-------- RECORDS SHOWN --------
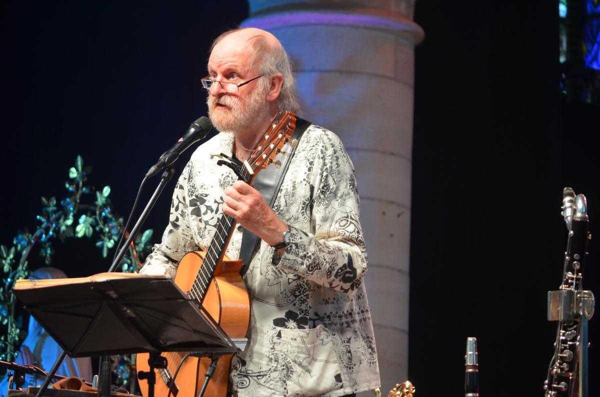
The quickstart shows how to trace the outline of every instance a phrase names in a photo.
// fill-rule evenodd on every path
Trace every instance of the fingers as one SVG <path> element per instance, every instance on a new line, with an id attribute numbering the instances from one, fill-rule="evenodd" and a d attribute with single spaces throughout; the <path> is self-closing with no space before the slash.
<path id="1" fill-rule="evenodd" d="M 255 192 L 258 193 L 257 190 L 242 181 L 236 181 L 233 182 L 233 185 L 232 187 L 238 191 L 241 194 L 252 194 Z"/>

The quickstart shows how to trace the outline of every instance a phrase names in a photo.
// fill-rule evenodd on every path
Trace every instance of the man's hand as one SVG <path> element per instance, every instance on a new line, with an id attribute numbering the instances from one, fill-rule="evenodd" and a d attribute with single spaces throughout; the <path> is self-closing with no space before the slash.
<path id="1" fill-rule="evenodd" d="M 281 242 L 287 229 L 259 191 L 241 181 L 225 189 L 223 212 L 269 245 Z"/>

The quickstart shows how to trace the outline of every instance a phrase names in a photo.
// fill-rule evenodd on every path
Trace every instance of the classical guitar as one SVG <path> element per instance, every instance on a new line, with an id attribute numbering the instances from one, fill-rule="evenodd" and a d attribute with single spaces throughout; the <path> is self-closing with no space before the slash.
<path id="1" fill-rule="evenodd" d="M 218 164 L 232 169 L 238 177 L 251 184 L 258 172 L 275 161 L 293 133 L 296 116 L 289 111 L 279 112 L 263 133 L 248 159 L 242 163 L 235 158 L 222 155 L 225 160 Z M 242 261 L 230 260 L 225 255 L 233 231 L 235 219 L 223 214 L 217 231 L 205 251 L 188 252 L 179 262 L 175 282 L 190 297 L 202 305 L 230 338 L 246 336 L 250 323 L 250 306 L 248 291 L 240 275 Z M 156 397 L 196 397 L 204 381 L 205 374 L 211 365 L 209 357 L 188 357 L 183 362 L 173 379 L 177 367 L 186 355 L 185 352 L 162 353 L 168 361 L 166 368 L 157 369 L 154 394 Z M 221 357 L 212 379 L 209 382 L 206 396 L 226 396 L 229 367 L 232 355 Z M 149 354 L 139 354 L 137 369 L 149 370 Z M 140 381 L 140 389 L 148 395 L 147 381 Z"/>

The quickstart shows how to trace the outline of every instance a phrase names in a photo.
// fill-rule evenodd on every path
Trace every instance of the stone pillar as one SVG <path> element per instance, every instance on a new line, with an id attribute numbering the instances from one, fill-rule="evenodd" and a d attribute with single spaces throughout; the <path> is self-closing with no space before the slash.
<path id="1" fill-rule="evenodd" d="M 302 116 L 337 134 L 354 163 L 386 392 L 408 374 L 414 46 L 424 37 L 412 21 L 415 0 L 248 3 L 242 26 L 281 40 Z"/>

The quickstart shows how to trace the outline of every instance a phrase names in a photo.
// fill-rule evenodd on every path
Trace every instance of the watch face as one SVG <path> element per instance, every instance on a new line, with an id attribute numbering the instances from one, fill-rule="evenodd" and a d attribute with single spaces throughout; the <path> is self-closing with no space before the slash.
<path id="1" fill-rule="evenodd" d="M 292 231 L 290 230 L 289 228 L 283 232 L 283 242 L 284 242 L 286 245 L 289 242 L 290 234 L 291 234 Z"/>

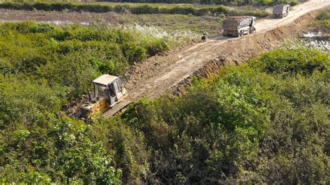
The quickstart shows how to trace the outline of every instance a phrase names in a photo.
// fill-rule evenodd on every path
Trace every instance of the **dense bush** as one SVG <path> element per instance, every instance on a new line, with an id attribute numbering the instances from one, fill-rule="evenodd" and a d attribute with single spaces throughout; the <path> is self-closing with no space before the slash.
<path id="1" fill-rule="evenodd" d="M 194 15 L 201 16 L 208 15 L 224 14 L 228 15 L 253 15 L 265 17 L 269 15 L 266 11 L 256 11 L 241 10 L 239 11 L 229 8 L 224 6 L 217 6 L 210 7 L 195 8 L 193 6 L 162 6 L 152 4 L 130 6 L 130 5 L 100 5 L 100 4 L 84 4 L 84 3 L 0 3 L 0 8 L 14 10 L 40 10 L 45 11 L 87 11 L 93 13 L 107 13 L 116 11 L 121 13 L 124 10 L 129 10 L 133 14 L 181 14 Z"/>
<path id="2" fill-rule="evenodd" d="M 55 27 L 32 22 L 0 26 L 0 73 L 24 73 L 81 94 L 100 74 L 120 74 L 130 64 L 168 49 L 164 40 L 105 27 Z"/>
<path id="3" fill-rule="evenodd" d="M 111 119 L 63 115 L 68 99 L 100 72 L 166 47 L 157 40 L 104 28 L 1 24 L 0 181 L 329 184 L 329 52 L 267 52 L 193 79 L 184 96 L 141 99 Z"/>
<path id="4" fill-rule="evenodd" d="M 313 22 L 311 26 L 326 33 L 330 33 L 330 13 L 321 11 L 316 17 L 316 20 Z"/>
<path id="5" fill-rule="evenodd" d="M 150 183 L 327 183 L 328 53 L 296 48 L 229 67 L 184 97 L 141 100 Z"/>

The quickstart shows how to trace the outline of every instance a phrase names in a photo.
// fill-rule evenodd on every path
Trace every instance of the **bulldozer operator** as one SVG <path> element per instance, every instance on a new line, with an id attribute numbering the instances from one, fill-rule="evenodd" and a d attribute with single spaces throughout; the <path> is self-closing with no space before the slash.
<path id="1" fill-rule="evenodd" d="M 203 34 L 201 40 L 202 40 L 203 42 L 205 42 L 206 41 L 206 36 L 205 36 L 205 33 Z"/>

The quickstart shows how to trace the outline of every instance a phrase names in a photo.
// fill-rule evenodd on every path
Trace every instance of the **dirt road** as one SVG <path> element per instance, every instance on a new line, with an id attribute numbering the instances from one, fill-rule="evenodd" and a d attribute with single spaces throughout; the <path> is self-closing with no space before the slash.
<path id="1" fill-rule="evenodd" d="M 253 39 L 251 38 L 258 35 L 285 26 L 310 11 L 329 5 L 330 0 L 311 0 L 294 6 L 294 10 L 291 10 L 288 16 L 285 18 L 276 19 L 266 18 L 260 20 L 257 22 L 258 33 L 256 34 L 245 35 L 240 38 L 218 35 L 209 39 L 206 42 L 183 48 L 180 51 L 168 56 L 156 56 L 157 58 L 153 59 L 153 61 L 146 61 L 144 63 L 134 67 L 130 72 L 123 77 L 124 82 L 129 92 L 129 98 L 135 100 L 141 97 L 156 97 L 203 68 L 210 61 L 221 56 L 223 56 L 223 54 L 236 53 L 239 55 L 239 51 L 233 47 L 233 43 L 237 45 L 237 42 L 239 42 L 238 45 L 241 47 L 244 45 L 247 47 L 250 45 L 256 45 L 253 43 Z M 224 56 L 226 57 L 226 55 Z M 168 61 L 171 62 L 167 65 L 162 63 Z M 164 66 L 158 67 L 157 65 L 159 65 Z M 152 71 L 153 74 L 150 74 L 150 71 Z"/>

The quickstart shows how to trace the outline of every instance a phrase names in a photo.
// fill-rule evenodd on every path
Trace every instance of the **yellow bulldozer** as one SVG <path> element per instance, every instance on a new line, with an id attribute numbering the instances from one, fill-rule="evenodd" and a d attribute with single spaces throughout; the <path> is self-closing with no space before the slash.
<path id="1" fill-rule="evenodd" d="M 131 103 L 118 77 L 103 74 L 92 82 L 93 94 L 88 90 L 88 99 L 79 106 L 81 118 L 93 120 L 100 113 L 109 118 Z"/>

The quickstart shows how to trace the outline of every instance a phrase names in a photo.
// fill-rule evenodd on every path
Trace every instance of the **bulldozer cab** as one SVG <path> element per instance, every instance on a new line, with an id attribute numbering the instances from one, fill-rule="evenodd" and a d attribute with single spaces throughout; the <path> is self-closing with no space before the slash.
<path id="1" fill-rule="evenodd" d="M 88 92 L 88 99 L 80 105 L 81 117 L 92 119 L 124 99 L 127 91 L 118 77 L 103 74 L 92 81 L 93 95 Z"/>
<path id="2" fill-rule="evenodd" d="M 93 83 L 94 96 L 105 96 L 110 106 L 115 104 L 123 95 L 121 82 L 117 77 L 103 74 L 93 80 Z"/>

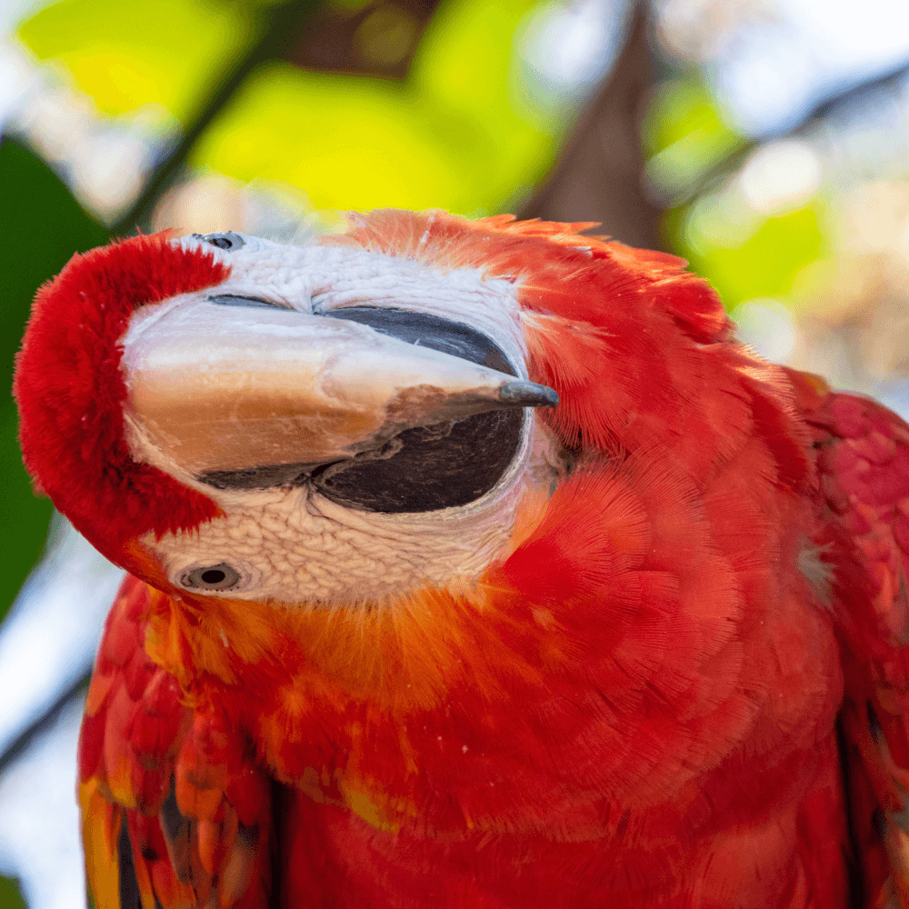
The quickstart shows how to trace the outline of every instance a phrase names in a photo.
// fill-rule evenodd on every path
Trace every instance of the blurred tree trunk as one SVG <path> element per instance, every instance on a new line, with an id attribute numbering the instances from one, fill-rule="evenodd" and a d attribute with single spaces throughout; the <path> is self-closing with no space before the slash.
--------
* _DIRECTIVE_
Please find every line in the rows above that contains the string "road", matching case exactly, and copy each of those lines in full.

* _FINISHED ANSWER_
Trace every instance of the **dirt road** as one SVG <path> element per instance, every instance on a new line, with an id attribute numbering the instances from one, fill-rule="evenodd" and a d attribute with single spaces throughout; the <path> is self-closing with no space before the slash.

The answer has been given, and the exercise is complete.